Extrait fourni:
Un récit consigné dans un registre de l'échevinage de 1463, rapporte qu'un clerc ou secrétaire du maire de Poitiers, gagné à. prix d'argent par des routiers Anglais, promit de leur ouvrir secrètement les portes de la ville qu'ils voulaient apparemment livrer au pillage.
L'entreprise fut fixée au jour de Pâques 1200.
Pendant que les ennemis s'approchaient avec précaution des murs de la ville, le traître s'introduisait chez le maire pour y prendre les clefs des portes. 0 prodige! les clefs avaient disparu. Eperdu, il se précipite vers les murs pour prévenir ses complices. Mais une apparition de la sainte Vierge et de saint Hilaire, protecteurs de la cité, accompagnés d'une multitude d'hommes armés, avaient déjà répandu le désordre parmi les routiers. Saisis de vertige, ils se massacrent les uns les autres ou prennent la fuite.

À faire:
Recopiez mot pour mot le passage du récit sur la trahison déjouée à Poitiers qui va de « Un récit consigné » à « de Pâques 1200. », bornes incluses.

Données enregistrées:

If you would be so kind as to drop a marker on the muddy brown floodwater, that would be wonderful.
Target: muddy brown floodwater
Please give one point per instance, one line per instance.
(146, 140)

Résultat de l'exercice:
Un récit consigné dans un registre de l'échevinage de 1463, rapporte qu'un clerc ou secrétaire du maire de Poitiers, gagné à. prix d'argent par des routiers Anglais, promit de leur ouvrir secrètement les portes de la ville qu'ils voulaient apparemment livrer au pillage.
L'entreprise fut fixée au jour de Pâques 1200.